- _Document segment_:
So what are you replicating over at the Arcadian Vanguard Network this fine week?
Another fine week of programming that we will be replicating to you via your favorite podcast platforms, wherever you find your favorite podcasts, get information about all the shows on Twitter at Super Podcasts or on Facebook.
Facebook.com slash Arcadian Vanguard.
Of course, each and every day, the wrestling news.
Get your wrestling news from the wrestling news directly from thewrestlingnews.com.
Wherever you find your favorite podcast, look for Arcadian Vanguard.
No middleman.
No middleman.
But look for Arcadian Vanguards, The Wrestling News, wherever you find your favorite podcast.
No clickbait, no paywall, just the wrestling news.
Also, want to make mention of Shut Up and Wrestle with Brian Solomon.
The latest episode features Jeff Bowdron from Breaking Kay Fabe with Bowdrin and Barry.
Check that out.
Do they?
They do.
Do they shut up and wrestle?
Oh, they do that and then they break Kayfabe.
Yes, they do.
But
S-U-A-W-Pod.com.
I'm screaming this whole time, and I don't know why.
S-U-A-WPod.com.
Available wherever you find your favorite podcast.
And of course, the 605 Super Podcast.
The
Mothership!

- _Spatial localization data_:
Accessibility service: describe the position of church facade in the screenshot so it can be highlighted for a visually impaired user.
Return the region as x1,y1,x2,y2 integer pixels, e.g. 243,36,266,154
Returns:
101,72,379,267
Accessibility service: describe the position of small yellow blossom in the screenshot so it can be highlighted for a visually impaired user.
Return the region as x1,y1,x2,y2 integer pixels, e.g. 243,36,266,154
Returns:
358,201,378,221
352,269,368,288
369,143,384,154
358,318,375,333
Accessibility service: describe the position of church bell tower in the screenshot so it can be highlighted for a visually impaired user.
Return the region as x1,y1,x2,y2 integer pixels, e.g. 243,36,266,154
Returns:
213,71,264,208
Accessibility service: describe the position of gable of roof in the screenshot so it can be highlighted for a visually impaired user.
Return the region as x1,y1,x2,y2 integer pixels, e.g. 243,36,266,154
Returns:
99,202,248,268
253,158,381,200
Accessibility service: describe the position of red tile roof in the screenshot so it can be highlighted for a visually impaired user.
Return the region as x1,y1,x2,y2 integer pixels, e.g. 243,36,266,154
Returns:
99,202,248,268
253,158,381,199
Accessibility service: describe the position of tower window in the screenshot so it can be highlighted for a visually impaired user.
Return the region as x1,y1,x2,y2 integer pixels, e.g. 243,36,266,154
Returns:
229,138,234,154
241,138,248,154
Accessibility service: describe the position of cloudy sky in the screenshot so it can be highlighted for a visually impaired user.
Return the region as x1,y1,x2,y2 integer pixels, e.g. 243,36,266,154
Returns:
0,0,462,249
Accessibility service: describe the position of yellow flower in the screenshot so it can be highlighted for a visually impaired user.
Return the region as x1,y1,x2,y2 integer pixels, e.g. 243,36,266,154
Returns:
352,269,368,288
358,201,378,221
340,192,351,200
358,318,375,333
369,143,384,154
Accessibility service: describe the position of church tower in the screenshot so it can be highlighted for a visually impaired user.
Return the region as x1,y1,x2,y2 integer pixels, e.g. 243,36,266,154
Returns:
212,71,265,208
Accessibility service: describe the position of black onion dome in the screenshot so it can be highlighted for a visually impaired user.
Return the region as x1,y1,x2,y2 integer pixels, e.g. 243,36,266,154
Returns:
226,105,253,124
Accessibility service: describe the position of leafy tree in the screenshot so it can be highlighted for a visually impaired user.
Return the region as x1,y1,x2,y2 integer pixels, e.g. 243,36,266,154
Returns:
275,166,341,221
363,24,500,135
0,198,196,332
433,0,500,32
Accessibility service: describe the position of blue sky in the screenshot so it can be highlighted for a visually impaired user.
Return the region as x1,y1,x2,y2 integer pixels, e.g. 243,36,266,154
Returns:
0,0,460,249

- _Required tasks_:
a) Summarize the podcast transcript in two sentences.
b) Based on the podcast transcript, explain in one or two sentences where a listener can get information about all the shows.
c) Print the part of the podcast transcript starting with "Another fine week" and going on through "slash Arcadian Vanguard.".

- _Answers_:
a) The speakers promote the Arcadian Vanguard Network's weekly programming, which is available on podcast platforms, with show information on Twitter at Super Podcasts or on Facebook. They plug the daily wrestling news from thewrestlingnews.com, the latest Shut Up and Wrestle with Brian Solomon episode featuring Jeff Bowdron, and the 605 Super Podcast.

b) A listener can get information about all the shows on Twitter at Super Podcasts or on Facebook at Facebook.com slash Arcadian Vanguard.

c)
Another fine week of programming that we will be replicating to you via your favorite podcast platforms, wherever you find your favorite podcasts, get information about all the shows on Twitter at Super Podcasts or on Facebook.
Facebook.com slash Arcadian Vanguard.